┌──
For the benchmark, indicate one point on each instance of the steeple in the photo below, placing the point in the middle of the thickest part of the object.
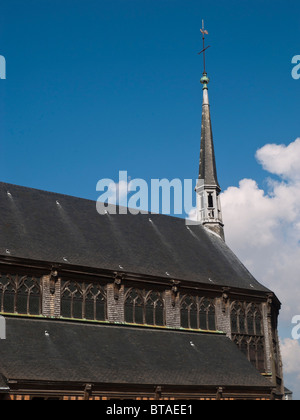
(208, 190)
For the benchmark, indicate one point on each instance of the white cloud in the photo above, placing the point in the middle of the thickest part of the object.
(263, 227)
(281, 160)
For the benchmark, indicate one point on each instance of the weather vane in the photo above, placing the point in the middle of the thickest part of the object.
(204, 32)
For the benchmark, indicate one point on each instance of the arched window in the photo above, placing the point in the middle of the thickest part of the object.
(20, 295)
(247, 330)
(197, 313)
(144, 307)
(238, 318)
(254, 320)
(189, 313)
(83, 301)
(154, 309)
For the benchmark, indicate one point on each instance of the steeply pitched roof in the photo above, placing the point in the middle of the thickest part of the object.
(47, 350)
(43, 226)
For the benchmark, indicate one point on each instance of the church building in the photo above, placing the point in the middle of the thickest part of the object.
(144, 307)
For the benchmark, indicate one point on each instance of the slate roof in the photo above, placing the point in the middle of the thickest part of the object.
(44, 226)
(55, 351)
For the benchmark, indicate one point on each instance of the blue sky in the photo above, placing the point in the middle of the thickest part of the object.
(98, 86)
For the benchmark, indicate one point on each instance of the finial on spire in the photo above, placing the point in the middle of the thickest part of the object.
(204, 80)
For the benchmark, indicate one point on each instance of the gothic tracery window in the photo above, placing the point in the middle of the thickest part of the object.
(197, 313)
(83, 301)
(20, 295)
(247, 332)
(144, 307)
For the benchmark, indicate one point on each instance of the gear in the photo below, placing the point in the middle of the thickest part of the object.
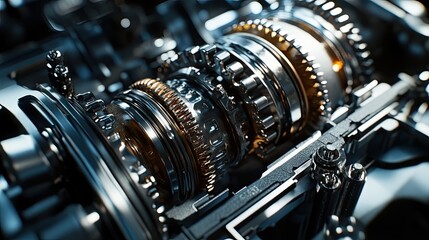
(97, 111)
(206, 57)
(312, 80)
(187, 123)
(340, 21)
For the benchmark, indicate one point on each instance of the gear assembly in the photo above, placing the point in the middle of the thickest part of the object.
(259, 119)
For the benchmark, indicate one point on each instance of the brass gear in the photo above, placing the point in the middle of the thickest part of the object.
(312, 80)
(333, 14)
(171, 101)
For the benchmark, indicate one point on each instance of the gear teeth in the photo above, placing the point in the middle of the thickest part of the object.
(187, 123)
(311, 78)
(335, 15)
(216, 60)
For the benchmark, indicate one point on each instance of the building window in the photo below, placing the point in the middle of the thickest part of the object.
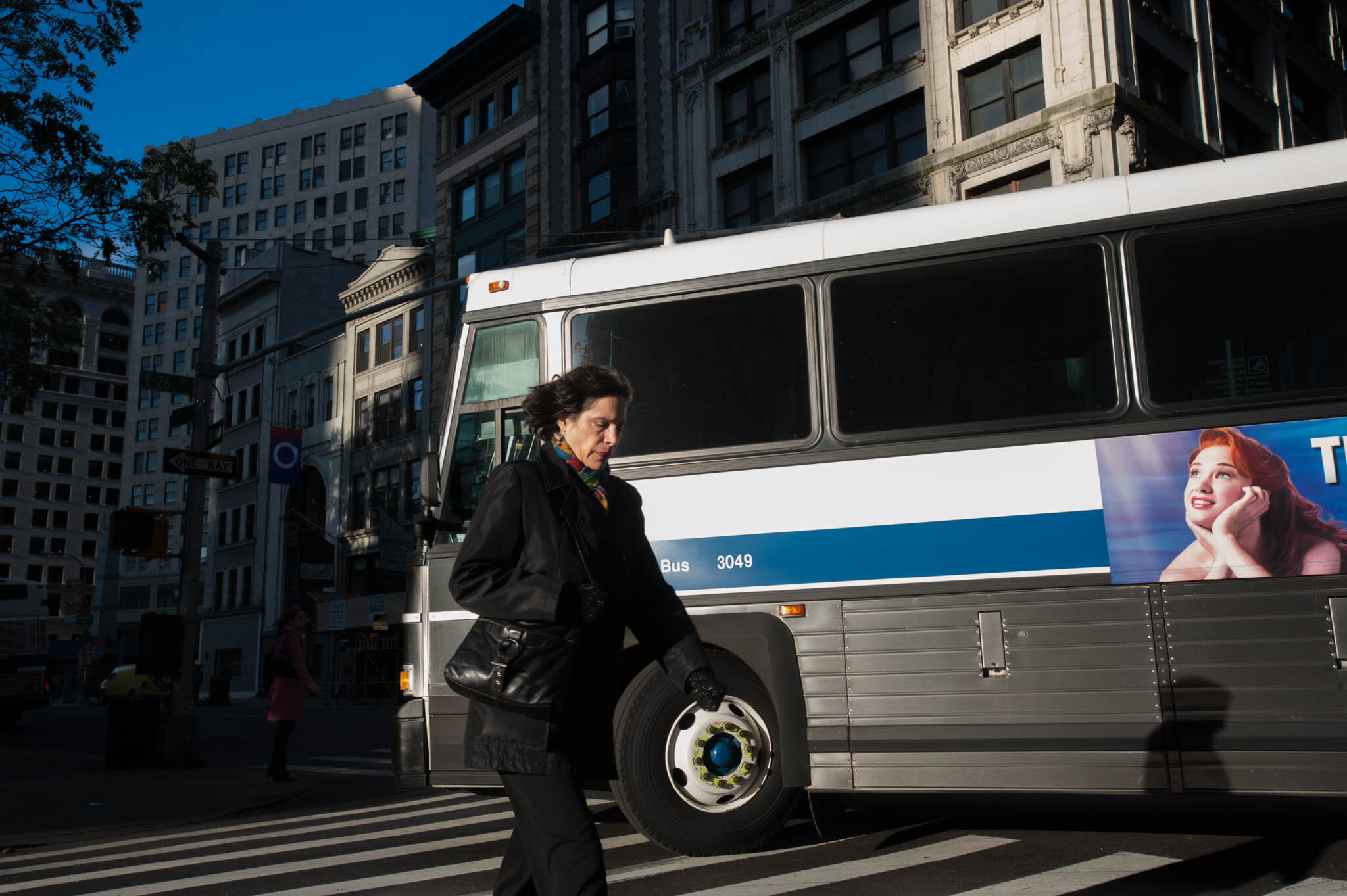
(415, 401)
(740, 16)
(864, 147)
(973, 11)
(880, 35)
(609, 20)
(389, 344)
(1002, 89)
(416, 331)
(466, 202)
(361, 352)
(1031, 179)
(388, 415)
(599, 197)
(610, 105)
(1308, 108)
(747, 195)
(1240, 135)
(358, 513)
(745, 103)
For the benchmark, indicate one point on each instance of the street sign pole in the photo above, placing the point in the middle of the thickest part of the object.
(181, 743)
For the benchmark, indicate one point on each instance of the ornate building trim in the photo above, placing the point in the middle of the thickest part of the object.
(745, 139)
(993, 22)
(849, 91)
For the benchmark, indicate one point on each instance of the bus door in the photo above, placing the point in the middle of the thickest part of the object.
(1257, 685)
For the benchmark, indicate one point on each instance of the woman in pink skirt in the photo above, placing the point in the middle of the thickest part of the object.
(286, 704)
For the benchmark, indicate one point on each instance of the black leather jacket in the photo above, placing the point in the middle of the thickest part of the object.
(519, 554)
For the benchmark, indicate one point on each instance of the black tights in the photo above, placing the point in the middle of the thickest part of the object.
(285, 728)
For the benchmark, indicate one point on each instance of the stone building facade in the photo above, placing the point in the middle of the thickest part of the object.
(810, 109)
(62, 452)
(345, 179)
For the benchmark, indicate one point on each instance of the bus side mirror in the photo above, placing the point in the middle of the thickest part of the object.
(430, 479)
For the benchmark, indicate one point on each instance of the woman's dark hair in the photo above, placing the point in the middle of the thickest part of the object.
(570, 393)
(287, 617)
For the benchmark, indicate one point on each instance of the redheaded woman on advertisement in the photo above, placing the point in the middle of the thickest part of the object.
(1248, 518)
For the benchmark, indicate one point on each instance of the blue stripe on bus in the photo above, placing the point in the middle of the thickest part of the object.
(907, 551)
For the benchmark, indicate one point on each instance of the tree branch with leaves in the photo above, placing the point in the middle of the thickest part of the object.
(61, 194)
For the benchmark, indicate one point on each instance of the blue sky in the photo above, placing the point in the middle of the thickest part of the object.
(195, 68)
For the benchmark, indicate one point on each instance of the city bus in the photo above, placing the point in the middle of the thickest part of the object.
(944, 492)
(23, 649)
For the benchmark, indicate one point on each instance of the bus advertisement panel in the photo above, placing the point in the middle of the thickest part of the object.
(1244, 502)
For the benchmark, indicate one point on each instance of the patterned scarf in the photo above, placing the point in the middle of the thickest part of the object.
(592, 478)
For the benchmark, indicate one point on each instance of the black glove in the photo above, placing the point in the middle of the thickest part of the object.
(582, 603)
(705, 689)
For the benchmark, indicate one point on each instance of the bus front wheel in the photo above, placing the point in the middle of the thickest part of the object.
(697, 782)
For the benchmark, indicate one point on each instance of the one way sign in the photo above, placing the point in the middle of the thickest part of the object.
(201, 463)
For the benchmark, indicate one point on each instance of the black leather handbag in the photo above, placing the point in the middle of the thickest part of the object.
(522, 667)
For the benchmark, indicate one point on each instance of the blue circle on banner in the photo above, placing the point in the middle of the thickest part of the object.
(289, 447)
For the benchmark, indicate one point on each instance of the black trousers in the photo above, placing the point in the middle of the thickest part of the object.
(554, 849)
(285, 728)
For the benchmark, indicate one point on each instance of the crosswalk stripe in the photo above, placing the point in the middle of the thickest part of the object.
(384, 882)
(285, 868)
(1313, 887)
(1073, 878)
(316, 829)
(687, 862)
(339, 770)
(823, 875)
(104, 847)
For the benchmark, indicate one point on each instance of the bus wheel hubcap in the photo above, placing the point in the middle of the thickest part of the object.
(718, 761)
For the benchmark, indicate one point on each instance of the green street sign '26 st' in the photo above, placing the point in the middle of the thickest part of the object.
(166, 383)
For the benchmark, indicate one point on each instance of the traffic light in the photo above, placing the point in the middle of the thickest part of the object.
(137, 532)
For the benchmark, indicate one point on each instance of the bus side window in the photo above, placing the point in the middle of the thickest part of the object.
(709, 371)
(974, 341)
(504, 365)
(1242, 308)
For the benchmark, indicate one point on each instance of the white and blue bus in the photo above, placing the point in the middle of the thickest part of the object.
(946, 493)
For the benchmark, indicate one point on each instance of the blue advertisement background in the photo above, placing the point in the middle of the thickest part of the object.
(1142, 481)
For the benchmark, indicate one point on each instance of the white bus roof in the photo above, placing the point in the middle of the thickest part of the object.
(1194, 185)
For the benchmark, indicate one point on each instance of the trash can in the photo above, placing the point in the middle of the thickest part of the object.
(218, 690)
(131, 732)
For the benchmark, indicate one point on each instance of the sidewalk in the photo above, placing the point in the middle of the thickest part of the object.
(69, 795)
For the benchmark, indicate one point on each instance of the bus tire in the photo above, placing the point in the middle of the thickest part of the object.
(666, 744)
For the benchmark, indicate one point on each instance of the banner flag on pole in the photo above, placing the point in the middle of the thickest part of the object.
(285, 455)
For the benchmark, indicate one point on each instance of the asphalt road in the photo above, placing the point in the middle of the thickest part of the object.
(356, 834)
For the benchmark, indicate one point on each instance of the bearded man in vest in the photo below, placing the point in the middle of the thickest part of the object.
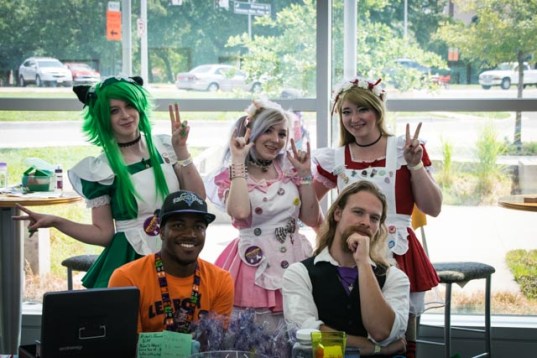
(349, 285)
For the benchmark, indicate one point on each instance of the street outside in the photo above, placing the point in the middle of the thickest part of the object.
(482, 234)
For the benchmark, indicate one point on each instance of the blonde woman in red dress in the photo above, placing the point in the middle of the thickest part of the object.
(400, 166)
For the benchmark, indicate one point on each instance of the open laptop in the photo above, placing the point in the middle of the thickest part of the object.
(90, 323)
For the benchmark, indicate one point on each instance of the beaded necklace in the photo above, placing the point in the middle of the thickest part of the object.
(260, 163)
(179, 321)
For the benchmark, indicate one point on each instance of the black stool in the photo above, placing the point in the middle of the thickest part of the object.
(459, 273)
(77, 263)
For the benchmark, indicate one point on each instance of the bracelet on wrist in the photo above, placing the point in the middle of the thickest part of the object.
(237, 171)
(308, 179)
(415, 167)
(186, 162)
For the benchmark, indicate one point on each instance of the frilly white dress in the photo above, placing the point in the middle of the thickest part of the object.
(137, 233)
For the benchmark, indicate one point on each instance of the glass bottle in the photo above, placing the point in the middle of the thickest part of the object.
(3, 176)
(303, 347)
(58, 173)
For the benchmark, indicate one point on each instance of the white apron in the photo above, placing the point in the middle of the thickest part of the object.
(143, 232)
(384, 178)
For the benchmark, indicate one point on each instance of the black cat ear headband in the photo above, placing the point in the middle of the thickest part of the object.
(86, 93)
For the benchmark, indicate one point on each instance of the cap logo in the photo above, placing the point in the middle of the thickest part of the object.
(189, 198)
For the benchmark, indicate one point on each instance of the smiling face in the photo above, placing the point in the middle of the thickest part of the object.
(125, 119)
(183, 238)
(362, 214)
(270, 143)
(360, 122)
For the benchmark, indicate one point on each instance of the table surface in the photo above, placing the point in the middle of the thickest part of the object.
(8, 201)
(11, 261)
(517, 202)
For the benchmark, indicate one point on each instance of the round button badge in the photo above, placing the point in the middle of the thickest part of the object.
(253, 255)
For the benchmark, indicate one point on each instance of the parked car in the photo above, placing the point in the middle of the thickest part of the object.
(506, 74)
(426, 73)
(83, 73)
(44, 71)
(216, 77)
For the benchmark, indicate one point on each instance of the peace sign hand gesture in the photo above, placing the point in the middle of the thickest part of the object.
(180, 129)
(300, 159)
(413, 151)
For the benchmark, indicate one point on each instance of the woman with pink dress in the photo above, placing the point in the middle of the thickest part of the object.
(267, 190)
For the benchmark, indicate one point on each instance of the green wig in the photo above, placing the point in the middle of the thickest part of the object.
(98, 128)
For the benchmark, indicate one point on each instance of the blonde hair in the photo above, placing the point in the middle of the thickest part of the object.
(377, 245)
(367, 97)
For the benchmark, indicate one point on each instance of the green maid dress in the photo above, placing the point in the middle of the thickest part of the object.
(137, 233)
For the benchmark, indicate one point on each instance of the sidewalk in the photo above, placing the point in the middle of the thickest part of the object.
(460, 233)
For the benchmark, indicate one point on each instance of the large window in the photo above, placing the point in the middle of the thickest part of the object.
(214, 56)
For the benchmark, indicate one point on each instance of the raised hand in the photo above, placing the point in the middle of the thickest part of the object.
(240, 146)
(36, 220)
(180, 129)
(358, 244)
(300, 159)
(413, 151)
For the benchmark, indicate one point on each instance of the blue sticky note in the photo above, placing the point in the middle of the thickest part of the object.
(176, 344)
(164, 344)
(149, 345)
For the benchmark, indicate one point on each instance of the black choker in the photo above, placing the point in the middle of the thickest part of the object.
(132, 142)
(370, 144)
(260, 163)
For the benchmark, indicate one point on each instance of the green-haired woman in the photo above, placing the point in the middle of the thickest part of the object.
(128, 182)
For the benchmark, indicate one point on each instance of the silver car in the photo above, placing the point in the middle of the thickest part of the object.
(44, 71)
(216, 77)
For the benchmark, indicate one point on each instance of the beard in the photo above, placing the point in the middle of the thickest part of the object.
(358, 229)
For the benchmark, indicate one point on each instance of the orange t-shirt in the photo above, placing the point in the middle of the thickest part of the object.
(216, 291)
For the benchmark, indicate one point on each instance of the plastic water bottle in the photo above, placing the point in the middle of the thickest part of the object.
(303, 347)
(58, 172)
(3, 176)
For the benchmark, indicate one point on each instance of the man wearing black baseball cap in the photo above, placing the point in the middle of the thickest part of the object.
(176, 286)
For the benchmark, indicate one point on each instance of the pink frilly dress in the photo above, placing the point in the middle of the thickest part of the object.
(269, 240)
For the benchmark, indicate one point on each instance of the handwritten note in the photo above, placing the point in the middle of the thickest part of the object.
(164, 344)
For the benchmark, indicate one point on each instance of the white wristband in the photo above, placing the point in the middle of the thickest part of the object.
(185, 162)
(415, 167)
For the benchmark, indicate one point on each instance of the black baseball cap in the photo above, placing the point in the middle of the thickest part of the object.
(184, 202)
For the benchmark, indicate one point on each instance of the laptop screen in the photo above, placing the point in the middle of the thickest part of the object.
(90, 323)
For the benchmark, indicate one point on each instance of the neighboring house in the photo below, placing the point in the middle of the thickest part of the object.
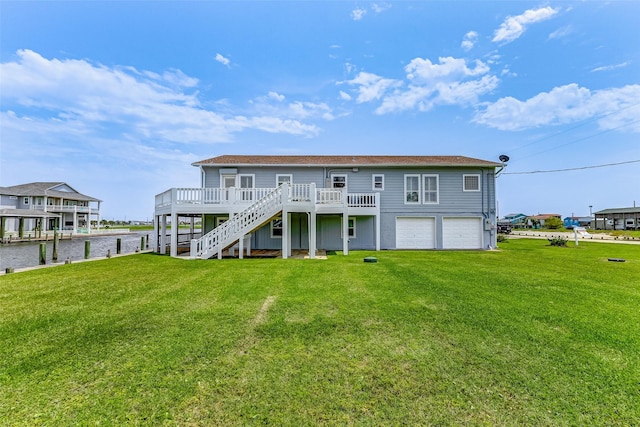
(618, 219)
(516, 219)
(578, 221)
(537, 221)
(334, 203)
(46, 206)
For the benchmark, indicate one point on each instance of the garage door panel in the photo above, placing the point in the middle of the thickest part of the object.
(462, 233)
(415, 233)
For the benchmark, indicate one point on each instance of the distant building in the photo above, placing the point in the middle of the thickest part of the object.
(537, 221)
(516, 219)
(618, 219)
(46, 206)
(578, 221)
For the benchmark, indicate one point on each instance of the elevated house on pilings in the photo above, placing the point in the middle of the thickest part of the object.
(37, 207)
(333, 203)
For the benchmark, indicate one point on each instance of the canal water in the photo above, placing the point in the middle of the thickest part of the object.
(22, 255)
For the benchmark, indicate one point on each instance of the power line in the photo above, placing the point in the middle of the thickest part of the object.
(580, 124)
(571, 169)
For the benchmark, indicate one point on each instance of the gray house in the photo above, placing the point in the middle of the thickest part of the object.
(333, 203)
(46, 206)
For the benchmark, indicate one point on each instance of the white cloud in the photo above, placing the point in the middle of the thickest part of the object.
(276, 96)
(345, 96)
(611, 67)
(451, 82)
(566, 104)
(424, 70)
(561, 32)
(221, 59)
(514, 26)
(358, 13)
(371, 86)
(469, 40)
(380, 7)
(76, 96)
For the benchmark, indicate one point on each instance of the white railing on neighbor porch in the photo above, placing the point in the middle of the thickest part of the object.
(295, 193)
(238, 225)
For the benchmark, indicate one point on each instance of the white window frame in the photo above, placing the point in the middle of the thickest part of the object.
(418, 190)
(437, 191)
(351, 228)
(244, 175)
(464, 182)
(339, 175)
(223, 178)
(373, 181)
(279, 181)
(273, 227)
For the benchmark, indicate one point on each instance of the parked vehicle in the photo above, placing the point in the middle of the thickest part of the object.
(504, 227)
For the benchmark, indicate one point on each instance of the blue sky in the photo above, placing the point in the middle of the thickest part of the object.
(119, 98)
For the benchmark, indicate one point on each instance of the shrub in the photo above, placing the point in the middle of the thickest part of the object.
(558, 241)
(553, 223)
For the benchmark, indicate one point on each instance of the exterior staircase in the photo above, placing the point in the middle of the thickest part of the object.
(229, 232)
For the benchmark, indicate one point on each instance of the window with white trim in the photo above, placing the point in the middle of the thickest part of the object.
(351, 228)
(430, 189)
(339, 181)
(276, 228)
(377, 182)
(471, 182)
(246, 186)
(412, 189)
(282, 178)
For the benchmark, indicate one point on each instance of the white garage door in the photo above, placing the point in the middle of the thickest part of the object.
(415, 233)
(462, 233)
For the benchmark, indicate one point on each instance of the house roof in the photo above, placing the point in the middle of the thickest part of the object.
(26, 213)
(545, 216)
(345, 161)
(45, 189)
(618, 210)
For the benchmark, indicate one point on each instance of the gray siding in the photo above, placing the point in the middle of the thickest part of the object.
(453, 201)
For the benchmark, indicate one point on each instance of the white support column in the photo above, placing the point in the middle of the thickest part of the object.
(378, 231)
(345, 233)
(285, 234)
(174, 234)
(75, 219)
(312, 233)
(289, 233)
(163, 235)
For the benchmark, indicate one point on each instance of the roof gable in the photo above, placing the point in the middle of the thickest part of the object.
(49, 189)
(347, 161)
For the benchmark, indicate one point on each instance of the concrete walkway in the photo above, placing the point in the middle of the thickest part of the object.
(569, 235)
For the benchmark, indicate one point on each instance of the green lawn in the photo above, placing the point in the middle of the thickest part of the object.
(529, 335)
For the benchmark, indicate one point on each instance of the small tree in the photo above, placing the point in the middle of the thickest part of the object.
(553, 223)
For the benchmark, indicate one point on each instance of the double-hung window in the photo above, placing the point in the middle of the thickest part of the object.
(471, 182)
(339, 181)
(430, 189)
(276, 228)
(412, 189)
(282, 178)
(377, 182)
(246, 186)
(421, 189)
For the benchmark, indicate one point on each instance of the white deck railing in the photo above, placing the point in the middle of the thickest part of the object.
(238, 225)
(235, 196)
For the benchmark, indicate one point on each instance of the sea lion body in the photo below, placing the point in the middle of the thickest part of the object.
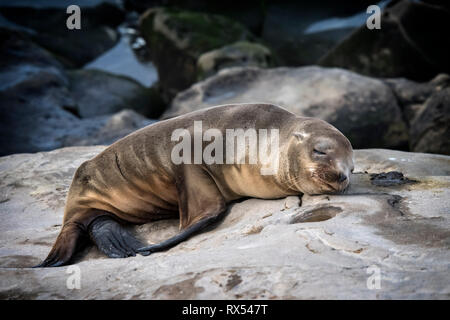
(135, 180)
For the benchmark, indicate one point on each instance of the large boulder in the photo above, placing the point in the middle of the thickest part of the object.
(125, 58)
(301, 32)
(310, 247)
(177, 38)
(430, 130)
(98, 93)
(364, 109)
(250, 12)
(48, 23)
(426, 111)
(409, 44)
(39, 112)
(239, 54)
└──
#### What is needed
Render the rows in the part that opens with the line containing "of the tree" and closes with the line containing "(1244, 502)" as a two-column CSV with columns named instruction and answer. Give one line per row, with its text and its answer each in a single quoted field and line breaks replaced by spaces.

#### Output of the task
instruction,answer
"For the benchmark, indicate one point on each instance of the tree branch with leaves in the photo above, placing the point in the middle of the thickest part of the object.","(61, 194)"
"For the benchmark, indicate one point on each instance of the blue sky in the photo above, placing the point in the middle of the thickest part of the object.","(195, 68)"
"For the benchmark, indicate one point on each instance of the city bus in the photo above, placing the point in the middle of the thickest part of the object.","(944, 492) (23, 649)"
"For the benchmark, indicate one point on each instance of the bus advertisement panel in the photo above, placing the point in the middle of the thickest part of the object.","(1244, 502)"